**Exercício proposto 1:**
No texto sobre a música feita no Carandiru, qual revista incluiu essa música na lista das maiores músicas brasileiras de todos os tempos?
### Texto fornecido ###
Uma das maiores músicas brasileiras de todos os tempos foi feita de dentro do Carandiru

Um detento do Carandiru escreveu de dentro do presídio o que viria a ser um dos maiores sucessos da música brasileira.

Quem incluiu essa música feita no Carandiru na lista das maiores músicas brasileiras de todos os tempos foi a revista Rolling Stone, referência pra esse tipo de definição no mundo. 

Mas mesmo se a revista tivesse ignorado completamente essa obra, o povo brasileiro já havia elegido essa música como uma das maiores de todos os tempos.

É claro que quando falamos de música precisamos levar em consideração que cada ser humano tem um “gosto” pra som.

O gênero em que essa música se enquadra não é muito “pop”. Pelo contrário. O preconceito muitas vezes acaba enquadrando como um subgênero musical.

Mas essa interpretação geralmente vem de alguém que não consegue compreender música com a complexidade que a arte exige.

Estamos falando de um dos raps mais conhecidos da música brasileira.

Mas como essa música foi feita?
### Linhas fornecidas ###
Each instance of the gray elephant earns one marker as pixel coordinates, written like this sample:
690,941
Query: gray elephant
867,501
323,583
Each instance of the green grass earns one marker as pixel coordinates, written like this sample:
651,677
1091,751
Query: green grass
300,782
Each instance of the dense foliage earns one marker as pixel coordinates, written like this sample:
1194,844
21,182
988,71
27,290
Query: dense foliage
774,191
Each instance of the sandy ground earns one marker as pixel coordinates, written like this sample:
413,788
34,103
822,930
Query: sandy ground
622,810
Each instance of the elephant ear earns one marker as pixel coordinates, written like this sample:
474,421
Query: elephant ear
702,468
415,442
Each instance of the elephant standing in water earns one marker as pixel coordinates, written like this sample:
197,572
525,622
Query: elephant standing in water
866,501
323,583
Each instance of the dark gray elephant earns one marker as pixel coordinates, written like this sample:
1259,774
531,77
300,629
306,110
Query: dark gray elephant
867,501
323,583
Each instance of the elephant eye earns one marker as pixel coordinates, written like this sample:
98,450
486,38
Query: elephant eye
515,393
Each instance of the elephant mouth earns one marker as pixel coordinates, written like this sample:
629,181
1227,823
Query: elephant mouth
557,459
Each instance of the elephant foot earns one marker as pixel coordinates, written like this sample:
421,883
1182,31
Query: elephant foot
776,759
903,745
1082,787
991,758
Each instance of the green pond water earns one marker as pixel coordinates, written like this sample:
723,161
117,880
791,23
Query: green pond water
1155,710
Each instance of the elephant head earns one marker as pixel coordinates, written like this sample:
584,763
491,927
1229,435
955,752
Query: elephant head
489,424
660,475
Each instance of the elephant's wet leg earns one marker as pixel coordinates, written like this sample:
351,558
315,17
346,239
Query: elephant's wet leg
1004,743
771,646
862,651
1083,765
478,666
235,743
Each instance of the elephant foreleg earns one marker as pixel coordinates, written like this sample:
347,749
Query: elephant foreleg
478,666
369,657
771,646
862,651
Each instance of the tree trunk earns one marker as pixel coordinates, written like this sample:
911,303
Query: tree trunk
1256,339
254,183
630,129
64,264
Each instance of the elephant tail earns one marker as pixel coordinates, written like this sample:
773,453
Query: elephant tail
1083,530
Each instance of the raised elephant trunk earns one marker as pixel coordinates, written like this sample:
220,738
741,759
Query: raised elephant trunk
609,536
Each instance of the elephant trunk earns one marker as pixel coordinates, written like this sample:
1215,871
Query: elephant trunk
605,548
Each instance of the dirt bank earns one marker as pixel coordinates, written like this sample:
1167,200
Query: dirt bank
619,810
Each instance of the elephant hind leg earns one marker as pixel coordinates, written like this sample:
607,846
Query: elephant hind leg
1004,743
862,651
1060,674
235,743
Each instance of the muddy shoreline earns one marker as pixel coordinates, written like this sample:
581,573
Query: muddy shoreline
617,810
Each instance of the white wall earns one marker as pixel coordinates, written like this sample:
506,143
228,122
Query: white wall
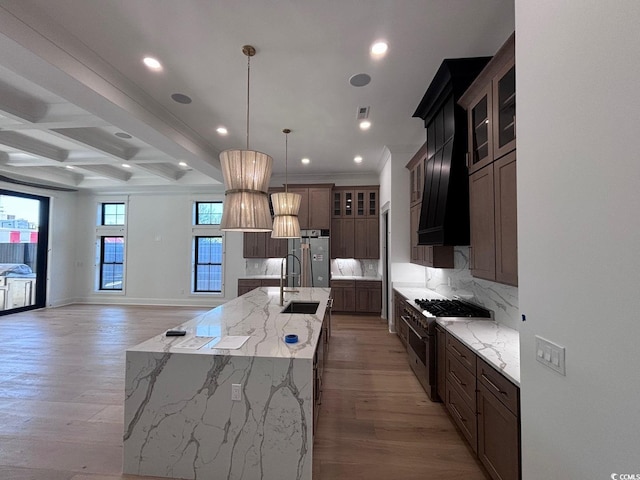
158,251
578,75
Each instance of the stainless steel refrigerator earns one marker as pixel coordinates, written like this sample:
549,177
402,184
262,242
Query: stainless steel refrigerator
317,258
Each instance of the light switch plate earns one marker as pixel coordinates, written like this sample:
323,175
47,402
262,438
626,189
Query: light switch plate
550,354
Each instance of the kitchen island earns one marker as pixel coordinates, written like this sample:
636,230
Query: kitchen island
180,420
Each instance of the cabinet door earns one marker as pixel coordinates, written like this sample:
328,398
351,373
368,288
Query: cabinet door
506,219
498,437
504,113
342,238
303,213
417,252
482,224
319,207
480,137
441,349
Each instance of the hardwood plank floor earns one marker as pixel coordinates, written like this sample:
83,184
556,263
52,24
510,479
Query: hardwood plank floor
62,389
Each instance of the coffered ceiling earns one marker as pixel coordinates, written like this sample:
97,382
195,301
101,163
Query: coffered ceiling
79,109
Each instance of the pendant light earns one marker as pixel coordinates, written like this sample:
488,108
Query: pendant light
246,178
286,204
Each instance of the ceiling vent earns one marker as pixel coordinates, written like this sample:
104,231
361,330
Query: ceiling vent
363,113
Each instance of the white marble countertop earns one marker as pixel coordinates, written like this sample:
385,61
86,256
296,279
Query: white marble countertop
495,343
256,314
355,277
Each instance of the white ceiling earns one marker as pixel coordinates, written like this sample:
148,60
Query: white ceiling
71,77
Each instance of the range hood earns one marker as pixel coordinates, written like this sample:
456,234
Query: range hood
444,216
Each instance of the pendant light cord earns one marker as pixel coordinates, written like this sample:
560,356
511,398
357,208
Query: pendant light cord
248,81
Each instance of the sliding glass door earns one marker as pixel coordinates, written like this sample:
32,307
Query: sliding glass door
###
**Exercício proposto 2:**
Liste todas as linhas em que aparece a palavra "kitchen".

**Resultado da tarefa 1:**
A revista Rolling Stone.

**Resultado da tarefa 2:**
Each instance of the kitchen island earns one marker as pixel coordinates, written like this sample:
Query: kitchen island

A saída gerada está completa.